## Dataset records on object locations
----------------

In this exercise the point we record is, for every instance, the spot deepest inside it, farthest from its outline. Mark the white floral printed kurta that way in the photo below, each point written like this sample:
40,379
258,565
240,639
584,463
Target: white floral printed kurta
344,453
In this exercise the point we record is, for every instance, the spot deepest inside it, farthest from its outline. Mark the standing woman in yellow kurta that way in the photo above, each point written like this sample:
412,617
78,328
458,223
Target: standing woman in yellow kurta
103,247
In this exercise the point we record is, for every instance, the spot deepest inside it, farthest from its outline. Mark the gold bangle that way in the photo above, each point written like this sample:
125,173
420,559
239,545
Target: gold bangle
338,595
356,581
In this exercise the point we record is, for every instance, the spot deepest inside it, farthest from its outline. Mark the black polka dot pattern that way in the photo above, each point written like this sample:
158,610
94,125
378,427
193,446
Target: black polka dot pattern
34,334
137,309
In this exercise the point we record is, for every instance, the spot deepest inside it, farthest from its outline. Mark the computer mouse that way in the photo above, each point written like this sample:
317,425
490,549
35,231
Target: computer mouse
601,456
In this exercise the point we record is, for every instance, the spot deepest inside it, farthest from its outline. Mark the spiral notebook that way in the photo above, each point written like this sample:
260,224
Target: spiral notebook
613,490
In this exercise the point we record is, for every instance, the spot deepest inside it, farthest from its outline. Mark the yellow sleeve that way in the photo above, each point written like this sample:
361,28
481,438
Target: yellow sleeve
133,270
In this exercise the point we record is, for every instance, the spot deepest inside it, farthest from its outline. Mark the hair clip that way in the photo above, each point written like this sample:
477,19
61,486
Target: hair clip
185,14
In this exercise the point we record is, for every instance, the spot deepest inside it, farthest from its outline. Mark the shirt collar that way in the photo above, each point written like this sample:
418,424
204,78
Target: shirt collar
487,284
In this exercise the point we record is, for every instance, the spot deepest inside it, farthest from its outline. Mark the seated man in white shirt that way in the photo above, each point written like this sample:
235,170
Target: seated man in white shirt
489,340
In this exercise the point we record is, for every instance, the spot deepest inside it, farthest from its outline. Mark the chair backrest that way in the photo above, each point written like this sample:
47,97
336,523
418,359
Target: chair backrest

----------------

## The task
Please quote every line of the records above word for word.

## Final result
In this exercise the point we record is, for every instance, the spot deepest inside it, farthest from its outline. Mark the white floral printed kurta that way in the photo below, each point written like this sample:
40,379
258,565
240,639
584,463
Target: white floral printed kurta
344,453
In this exercise the point we record is, for every instance, the spot deepest inside it, farthest from its outline. Mark the standing woman in yellow kurta that way in the photo above, each point written like this sample:
412,617
78,328
458,223
Target: standing woman in yellow kurta
103,247
In this exercise the point we record is, for every instance, the spot deepest inside it, farthest from its outline. Mark the gold bangle that way in the photo above, each point written like this sample:
125,173
420,559
239,545
Target: gold bangle
338,595
356,581
In this exercise the point we record is, for every instance, the spot deepest inside it, farthest from its outline. Mark the black polka dot pattern that way in the photo above, each point written like this sample:
158,610
94,125
378,427
193,446
Target: black polka dot pattern
34,334
137,309
In this exercise the point we record is, for every instance, the spot deepest inside it, farthest from its outline. Mark the computer mouse that way in the photo above, each point written like this sample:
317,425
490,549
35,231
Target: computer mouse
601,456
In this exercise the point we record is, for every instance, the spot deepest inside it, farthest from its outline. Mark the spiral notebook that way in the photo above, each point written like this sample:
260,224
Target: spiral notebook
613,490
In this exercise the point we record is, for every instance, the spot deepest inside it, farthest from its outline. Mark the yellow sleeve that way in the photo above, each point written like this sample:
361,28
481,438
Target: yellow sleeve
133,270
In this exercise the point we record is, for every instance, the spot deepest inside it, farthest from its outline. Mark the hair clip that way in the photo above, each point written like this sample:
477,19
61,486
Target: hair clip
185,14
In this exercise the point we record is, for every instance, the spot deepest inside it, farthest from its outline. Mark the shirt collar that way in the photo above, each point written like this sample:
418,424
204,78
Target: shirt collar
487,284
In this exercise the point we record is, for every instance, the spot deepest inside it, farthest from its outline. Mark the seated man in white shirt that way in the photo above, each point written like this sample:
235,170
Target: seated man in white shirt
489,340
In this exercise the point we record is, for every instance, the spot deepest inside it, farthest from its outline. Mark the chair backrest that way in the photo above, each point written like this sample:
47,97
336,523
418,359
Target: chair backrest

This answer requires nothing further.